Tuesday, May 13, 2014

almost

I now know why teachers get a summer vacation: post traumatic stress disorder.

The flashbacks are giving me panic attacks, my shoulders have taken up permanent residence just below my earlobes, and on more than one occasion I found my whole class staring at me strangely because I'd been talking to myself in foreign accents while grading papers during a quiz.  It's a bad sign when you hear some address you as Mrs. Stallings and you immediately tighten your grip on the stapler, thinking, "If one more person hands me make up work, I just might throw this stapler at them." But then someone hands you a tea cup they made for you in pottery class for you and suddenly you can make it through one more review session where everyone pretends you never taught them anything.  When you get hired as a teacher, you should get a hard hat, combat boots, and a good therapist as a sign on bonus.

Earlier this year as I sat down with the headmaster in our annual meeting, I recalled a parent meeting ten years ago when I sat in awe of a veteran teacher who managed to perfectly balance holding a student accountable while maintaining a positive, encouraging professionalism. I thought I'd never be that good, and if I ever got there then my teaching life would be easy. Earlier this year as I sat in a parent conference and heard myself talk I realized I had become that teacher, but that my job, rather than being easier, has become harder.

Turns out the better you get at something, the more difficult it becomes. My pastor said something similar about faith in his sermon the other day. Faith, holiness, sanctification - it all gets harder rather than easier. The same could be said of grief.

It's been a dark, dark winter. Aside from being colder than Alaska here at times winter, the intensity of working full time and single parenting nearly drove me over the edge of crazy. But more than the outward intensity, the inward struggle for sanctification has left me tattered, body and soul. I have been warring greatly with what John Owen would call the "habitual disinclination towards obedience and communion with God." The power of sin has manifested itself not so much in great eruptions of sin, but by the persistence of a thousand relentless temptations incessantly gnawing away at my will to obey.

It is a great mystery of grace that I can feel so beaten down by the sinful nature and yet so clearly further along than I was even just a few years ago. One of the greatest tragedies of the sinful nature is how it draws us away from the mystery of grace, transforming mystery into nothing more than a supermarket transaction for our forgiveness. I come and exchange empty words for a candy bar with a golden ticket. But grace truly understood is the mystery of communion that requires a simultaneous emptying of all my self-endeavors to change and a diligent, constant pressing forward into the only one who can remove this fiery poison in my heart.

SUPPLIED INFORMATION:
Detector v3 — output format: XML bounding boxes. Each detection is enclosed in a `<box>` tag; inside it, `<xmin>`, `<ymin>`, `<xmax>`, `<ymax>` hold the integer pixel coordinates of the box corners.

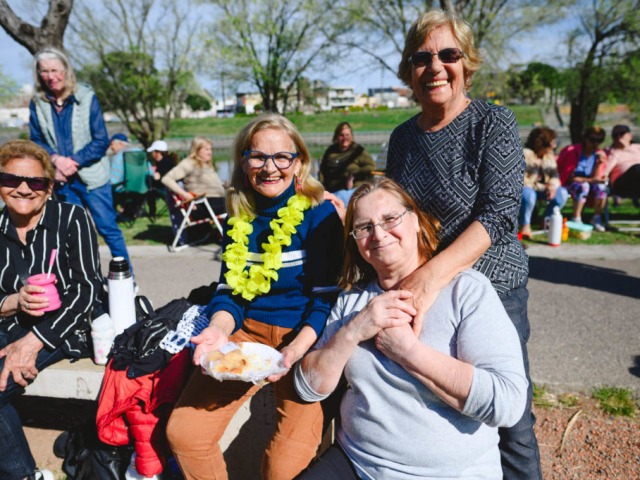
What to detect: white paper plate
<box><xmin>200</xmin><ymin>342</ymin><xmax>287</xmax><ymax>384</ymax></box>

ASSIGNMENT:
Reproduce word for word everything in the blog post from "Turns out the" down to "said of grief.".

PROBLEM SOLUTION:
Turns out the better you get at something, the more difficult it becomes. My pastor said something similar about faith in his sermon the other day. Faith, holiness, sanctification - it all gets harder rather than easier. The same could be said of grief.